-------- Extracted text
R. S. Howard Co. v. International Bank of St. Louis

Decision Date08 January 1918
Citation200 S.W. 91,198 Mo.App. 284
PartiesR. S. HOWARD COMPANY, Appellant, v. INTERNATIONAL BANK OF ST. LOUIS, Respondent
CourtMissouri Court of Appeals

Appeal from the Circuit Court of the City of St. Louis.--Hon. Leo S Rassieur, Judge.

AFFIRMED.

Judgment affirmed.

John A Blevins for appellant.

(1) The check for $ 1398.60, containing the words "to be used in part renewal of note due 6/21," was notice to the bank that said check was not to be used to pay Bollman Bros.' indebtedness to the bank. They were notice to the bank that the check was to be used for a certain purpose only, and that the authority of Bollman Bros. was limited. Johnson v Harrison, 177 Ind. 240; In re Hallet L. R., 13 Chan. Div. 696; Central Nat'l Bank v. Life Ins. Co., 104 U.S. 54; Buckner v. Jones, 1 Mo.App. 538; 1 Randolph on Commercial Paper, sec. 388; Breese v. Crumpton, 121 N.C. 122. (2) The bank took the check with notice that it was the property of plaintiff and was to be used for a certain purpose and could not appropriate the proceeds thereof to its own use. Missouri Pacific Ry. Co. v. Levy, 17 Mo.App. 505; Wolfe v. State, 79 Ala. 201; Morse on Banking, sec. 317; Johnson v. Bank, 56 Mo.App. 263. (3) The defendant took the check, subject to the equities between the plaintiff and Bollman Bros. The words in the check were at least sufficient notice to put the defendant upon inquiry, which would have disclosed all the details with respect to the renewal of said note and the rights of the parties. Bank v. Edwards, 243 Mo. 566; Leonard v. Latimer, 67 Mo.App. 136; Mayer v. Bank, 86 Mo.App. 429; Clifford Banking Co. v. Donovan, 195 Mo. 288.
----------------
-------- Entries
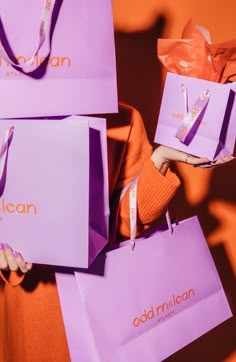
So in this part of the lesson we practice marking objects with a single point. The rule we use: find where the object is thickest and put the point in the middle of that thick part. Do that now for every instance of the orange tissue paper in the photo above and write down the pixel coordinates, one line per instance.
(194, 55)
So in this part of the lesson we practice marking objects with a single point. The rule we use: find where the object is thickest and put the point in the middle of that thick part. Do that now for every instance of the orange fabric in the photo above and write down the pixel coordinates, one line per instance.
(33, 328)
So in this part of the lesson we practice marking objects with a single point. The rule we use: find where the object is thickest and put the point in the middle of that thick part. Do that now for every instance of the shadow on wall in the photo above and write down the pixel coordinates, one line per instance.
(219, 343)
(139, 72)
(140, 85)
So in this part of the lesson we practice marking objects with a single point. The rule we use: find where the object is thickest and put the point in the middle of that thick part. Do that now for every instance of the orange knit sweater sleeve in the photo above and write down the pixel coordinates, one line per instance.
(154, 191)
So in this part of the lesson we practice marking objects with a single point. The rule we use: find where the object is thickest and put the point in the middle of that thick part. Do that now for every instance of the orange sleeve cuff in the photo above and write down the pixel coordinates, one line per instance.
(11, 277)
(154, 192)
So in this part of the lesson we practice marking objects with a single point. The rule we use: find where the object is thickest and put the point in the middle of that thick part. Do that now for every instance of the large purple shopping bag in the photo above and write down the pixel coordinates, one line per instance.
(54, 189)
(145, 304)
(57, 57)
(197, 116)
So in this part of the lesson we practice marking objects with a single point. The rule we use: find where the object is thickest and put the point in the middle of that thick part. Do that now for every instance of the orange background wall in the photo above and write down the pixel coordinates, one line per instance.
(211, 194)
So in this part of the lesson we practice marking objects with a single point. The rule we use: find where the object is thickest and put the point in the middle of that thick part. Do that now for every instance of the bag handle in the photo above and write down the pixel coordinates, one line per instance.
(4, 148)
(133, 210)
(44, 27)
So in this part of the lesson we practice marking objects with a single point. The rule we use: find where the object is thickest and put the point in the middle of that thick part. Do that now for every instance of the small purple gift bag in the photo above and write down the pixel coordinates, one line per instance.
(198, 108)
(197, 116)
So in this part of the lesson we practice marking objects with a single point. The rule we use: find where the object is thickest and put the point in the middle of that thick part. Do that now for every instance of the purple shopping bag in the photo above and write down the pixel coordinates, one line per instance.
(145, 304)
(57, 57)
(197, 116)
(54, 189)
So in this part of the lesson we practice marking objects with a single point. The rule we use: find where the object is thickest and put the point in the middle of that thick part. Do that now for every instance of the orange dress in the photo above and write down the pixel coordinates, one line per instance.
(31, 326)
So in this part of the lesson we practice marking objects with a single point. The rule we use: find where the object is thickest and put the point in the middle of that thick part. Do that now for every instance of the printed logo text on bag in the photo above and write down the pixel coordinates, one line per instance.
(53, 62)
(16, 208)
(164, 310)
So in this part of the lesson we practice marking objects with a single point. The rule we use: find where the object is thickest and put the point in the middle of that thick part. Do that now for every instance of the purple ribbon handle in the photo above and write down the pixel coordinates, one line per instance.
(191, 117)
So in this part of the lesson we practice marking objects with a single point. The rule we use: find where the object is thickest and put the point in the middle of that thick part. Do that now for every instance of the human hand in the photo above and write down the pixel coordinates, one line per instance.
(163, 155)
(12, 260)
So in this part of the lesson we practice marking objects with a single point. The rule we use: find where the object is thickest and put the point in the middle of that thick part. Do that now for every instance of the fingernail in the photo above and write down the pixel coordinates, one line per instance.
----------------
### Exercise instructions
• 1. Answer these questions from the case report:
(a) Which court decided the case?
(b) Who was the judge of the circuit court the appeal came from?
(c) What was the dollar amount of the check?
• 2. Retype the stretch of the case report from "Decision Date08 January" through "Judgment affirmed.", copying it exactly.
• 3. List every court case cited in point (3) of the case report.

### Answers by task
• 1.
(a) The Missouri Court of Appeals.
(b) Hon. Leo S Rassieur.
(c) $1398.60.

• 2.
Decision Date08 January 1918
Citation200 S.W. 91,198 Mo.App. 284
PartiesR. S. HOWARD COMPANY, Appellant, v. INTERNATIONAL BANK OF ST. LOUIS, Respondent
CourtMissouri Court of Appeals

Appeal from the Circuit Court of the City of St. Louis.--Hon. Leo S Rassieur, Judge.

AFFIRMED.

Judgment affirmed.

• 3.
Bank v. Edwards, 243 Mo. 566
Leonard v. Latimer, 67 Mo.App. 136
Mayer v. Bank, 86 Mo.App. 429
Clifford Banking Co. v. Donovan, 195 Mo. 288